Task directions
In the passage on mortgage insurance policies, in whose hands has the legislature left the power of cancellation?

Passage
START

They all refer to the effect on the mortgagee of the breach of the conditions of the policy by the mortgagor, not to the cancellation of a policy, and the gulf between the two is not bridged. The purpose of this “act or default” clause is apparent. Prior to its adoption the Courts held that the clause “payable in case of loss to a mortgagee as his interest may appear” merely constituted the mortgagee an appointee to receive the insurance in case of loss, and a violation of any of the terms of the policy by the mortgagor, such as transfer of title, procuring additional insurance, fraud in proof of loss, etc., avoided the policy not only as to the mortgagor, but also as to the mortgagee. The rights of the mortgagee fell with those of the mortgagor. This Court had so held. Brunswick Savings Inst. v. Ins. Co., 68 Maine, 313; Biddeford Savings Bk. v. Ins. Co., 81 Maine, 570. To prevent this result, and to remedy this apparent injustice, the “act or default” clause was inserted in the standard policy, and thereby the interest of the mortgagee is protected, notwithstanding the conduct of the mortgagor may have been such as to forfeit his own. No longer can the mortgagor’s wrong doing imperil the rights of the mortgagee. In this sense the mortgagee’s interest is covered by the policy, but in no other, and all the cases cited in the opinion are but illustrations of the various phases in which this single question has been presented to the Courts. In discussing the scope of this protection the Courts have sometimes used broad language, as the quotations in the opinion show, but in each instance it was used with reference to the “act or default” clause then under consideration, and in no way involved the rights of the parties under the independent clause governing cancellation. No cited case, and no other that we have been able to find, has declared the doctrine sought to be established in the opinion.

If the logic of the opinion on this branch of the case is that no act of the mortgagor can affect the mortgagee’s right of recovery, and that the request for cancellation was such an act, the fallacy of the argument is obvious. The act of the mortgagor contemplated by the clause is, as we have seen, such as would constitute a breach of *543the contract on his part, a prohibited act, an unauthorized act. But the request for cancellation is a contract right, expressly reserved to the insured by another provision when the policy is issued. It is a statutory right, an authorized privilege of which he cannot be deprived. Under what rule of construction can an act expressly authorized under one provision of a contract be converted into a prohibited act under another provision? How can a contract-authorized act be transformed into a contract-breaking act? Such a position is manifestly untenable.

Our conclusion therefore is, that however desirable it might be to couple the power of cancellation on the part of the mortgagor, with the consent of the mortgagee, the legislature, thus far, has failed to do so, but has left the power in the hands of the mortgagor alone, and his request for cancellation is a contract right which, when exercised by him, ipso facto works a cancellation of the policy. Lipman v. Ins. Co., 121 N. Y., 454; Crown Point Co. v. Ins. Co., 127 N. Y., 608; Ins. Com’r. v. Ins. Co., 68 N. H., 51; Parsons v. Ins. Co., 133 Iowa, 532, (110 N. W., 907); Richards Ins., Sec. 287.

END

Data supplied
START

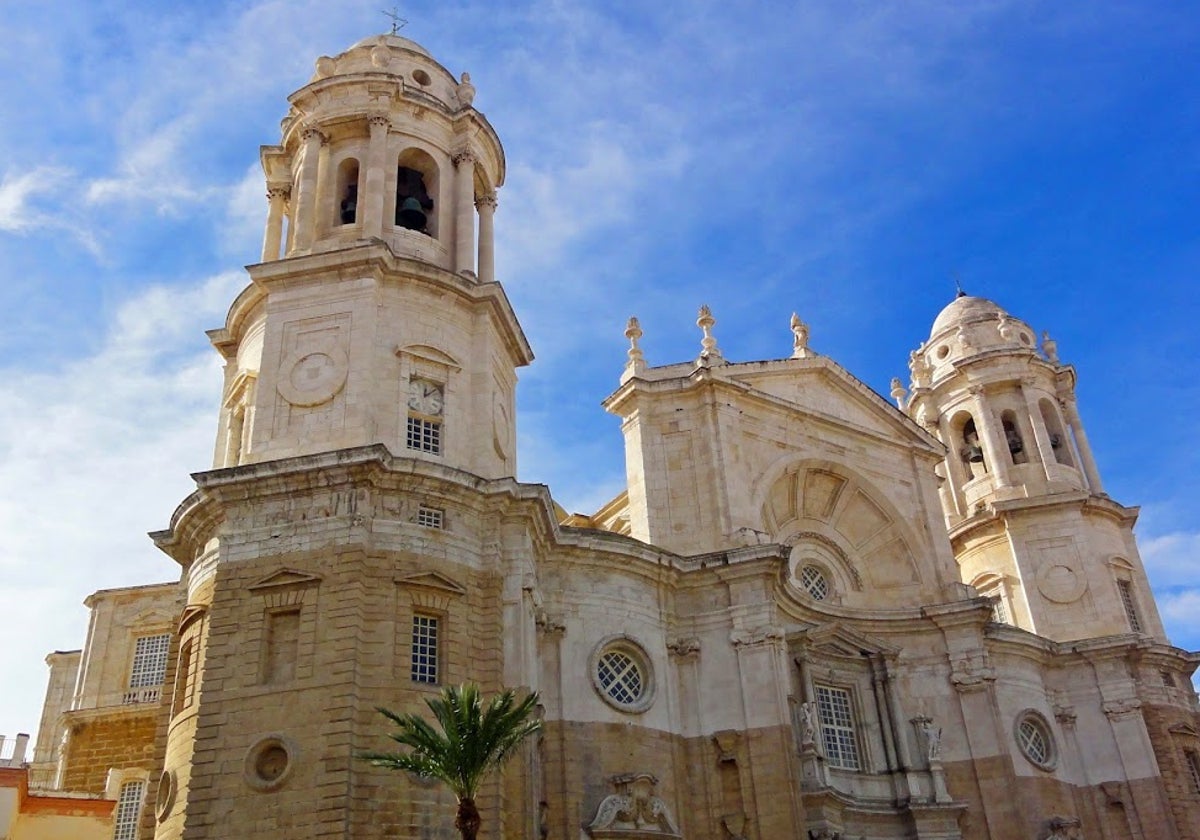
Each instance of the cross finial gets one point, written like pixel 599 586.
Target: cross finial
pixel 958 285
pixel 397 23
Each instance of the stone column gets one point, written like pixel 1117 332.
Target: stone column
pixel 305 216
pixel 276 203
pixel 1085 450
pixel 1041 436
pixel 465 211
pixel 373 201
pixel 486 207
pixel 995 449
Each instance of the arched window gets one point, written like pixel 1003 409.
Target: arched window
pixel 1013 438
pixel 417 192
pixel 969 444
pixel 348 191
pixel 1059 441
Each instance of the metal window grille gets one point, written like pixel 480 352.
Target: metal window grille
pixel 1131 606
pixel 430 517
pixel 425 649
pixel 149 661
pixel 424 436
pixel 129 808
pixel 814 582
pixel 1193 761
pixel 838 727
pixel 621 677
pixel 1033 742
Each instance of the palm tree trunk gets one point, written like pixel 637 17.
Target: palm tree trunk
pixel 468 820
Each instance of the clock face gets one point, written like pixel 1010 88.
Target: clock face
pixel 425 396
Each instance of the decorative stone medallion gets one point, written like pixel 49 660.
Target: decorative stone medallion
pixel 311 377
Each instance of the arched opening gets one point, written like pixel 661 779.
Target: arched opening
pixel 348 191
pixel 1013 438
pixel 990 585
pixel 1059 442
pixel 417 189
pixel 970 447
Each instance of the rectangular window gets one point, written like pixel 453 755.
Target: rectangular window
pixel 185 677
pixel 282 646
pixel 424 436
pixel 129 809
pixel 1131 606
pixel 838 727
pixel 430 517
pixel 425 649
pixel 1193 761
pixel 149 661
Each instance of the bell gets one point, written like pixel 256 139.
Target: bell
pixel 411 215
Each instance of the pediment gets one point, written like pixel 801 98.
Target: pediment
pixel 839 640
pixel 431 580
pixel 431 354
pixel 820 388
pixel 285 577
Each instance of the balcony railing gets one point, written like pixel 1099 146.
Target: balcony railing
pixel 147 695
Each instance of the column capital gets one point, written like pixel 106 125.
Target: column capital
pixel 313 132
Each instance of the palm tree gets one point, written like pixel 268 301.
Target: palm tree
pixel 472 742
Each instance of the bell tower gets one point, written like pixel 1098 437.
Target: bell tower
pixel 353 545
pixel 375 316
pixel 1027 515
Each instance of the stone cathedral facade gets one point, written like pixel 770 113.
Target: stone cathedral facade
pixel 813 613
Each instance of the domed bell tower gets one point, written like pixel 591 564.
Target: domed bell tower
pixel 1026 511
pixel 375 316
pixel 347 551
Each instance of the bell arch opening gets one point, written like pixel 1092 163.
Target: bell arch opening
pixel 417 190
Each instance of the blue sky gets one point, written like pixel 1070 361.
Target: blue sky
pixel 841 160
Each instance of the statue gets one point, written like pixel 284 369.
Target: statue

END
START

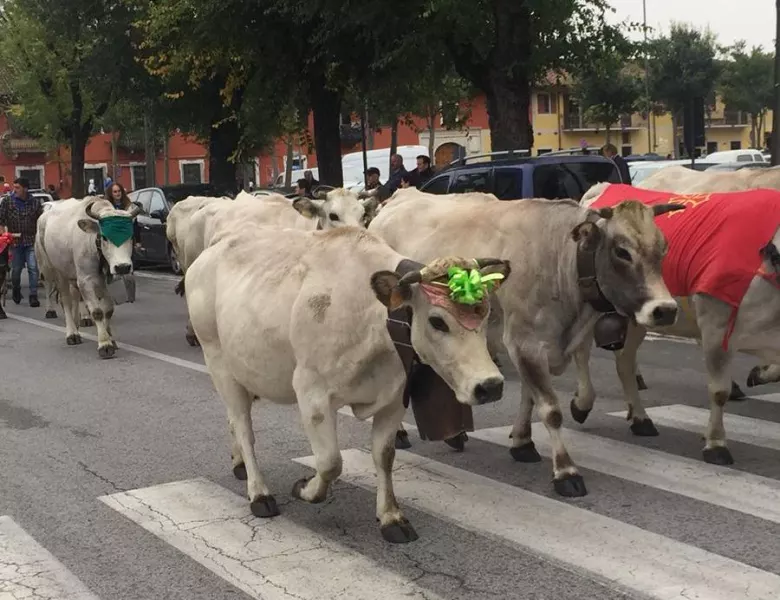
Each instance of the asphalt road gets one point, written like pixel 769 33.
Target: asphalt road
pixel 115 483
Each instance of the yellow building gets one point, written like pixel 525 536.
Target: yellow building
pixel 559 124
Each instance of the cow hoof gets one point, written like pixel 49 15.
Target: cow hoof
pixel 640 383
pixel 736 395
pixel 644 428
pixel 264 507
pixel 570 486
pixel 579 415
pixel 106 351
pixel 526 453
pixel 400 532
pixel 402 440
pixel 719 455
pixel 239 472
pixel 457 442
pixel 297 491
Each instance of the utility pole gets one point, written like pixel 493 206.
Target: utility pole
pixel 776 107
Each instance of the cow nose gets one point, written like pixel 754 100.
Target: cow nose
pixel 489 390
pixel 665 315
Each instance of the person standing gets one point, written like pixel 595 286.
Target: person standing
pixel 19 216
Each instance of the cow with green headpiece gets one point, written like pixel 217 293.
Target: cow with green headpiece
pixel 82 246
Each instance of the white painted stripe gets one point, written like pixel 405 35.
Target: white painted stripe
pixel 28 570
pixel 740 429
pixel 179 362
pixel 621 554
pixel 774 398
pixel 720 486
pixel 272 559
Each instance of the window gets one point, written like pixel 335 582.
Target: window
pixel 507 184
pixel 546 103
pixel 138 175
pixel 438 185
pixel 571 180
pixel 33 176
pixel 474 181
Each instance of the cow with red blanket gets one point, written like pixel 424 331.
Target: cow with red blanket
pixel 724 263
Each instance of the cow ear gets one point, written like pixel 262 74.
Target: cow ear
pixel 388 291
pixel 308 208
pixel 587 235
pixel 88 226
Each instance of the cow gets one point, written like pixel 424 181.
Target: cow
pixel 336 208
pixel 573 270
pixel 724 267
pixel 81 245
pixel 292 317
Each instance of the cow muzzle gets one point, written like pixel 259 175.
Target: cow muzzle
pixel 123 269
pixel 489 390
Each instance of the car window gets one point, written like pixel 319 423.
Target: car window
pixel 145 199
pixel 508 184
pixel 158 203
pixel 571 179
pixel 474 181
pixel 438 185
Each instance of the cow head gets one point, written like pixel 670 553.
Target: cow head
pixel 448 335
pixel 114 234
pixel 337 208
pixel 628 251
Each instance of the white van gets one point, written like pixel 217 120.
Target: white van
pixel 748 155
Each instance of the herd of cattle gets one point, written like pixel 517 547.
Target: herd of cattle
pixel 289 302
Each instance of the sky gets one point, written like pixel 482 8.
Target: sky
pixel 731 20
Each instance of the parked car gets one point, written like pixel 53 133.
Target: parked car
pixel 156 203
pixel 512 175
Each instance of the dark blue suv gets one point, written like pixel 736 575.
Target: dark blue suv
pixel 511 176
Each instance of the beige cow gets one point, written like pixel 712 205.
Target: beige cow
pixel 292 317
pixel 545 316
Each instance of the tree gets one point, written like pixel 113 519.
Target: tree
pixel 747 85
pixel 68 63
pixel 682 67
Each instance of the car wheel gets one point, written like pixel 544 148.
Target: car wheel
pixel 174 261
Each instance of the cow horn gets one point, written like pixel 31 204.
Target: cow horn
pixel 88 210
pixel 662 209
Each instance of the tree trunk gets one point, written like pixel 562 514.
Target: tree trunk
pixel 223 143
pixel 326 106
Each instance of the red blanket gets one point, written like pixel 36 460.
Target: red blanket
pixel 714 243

END

Answer below
The mortgagor alone.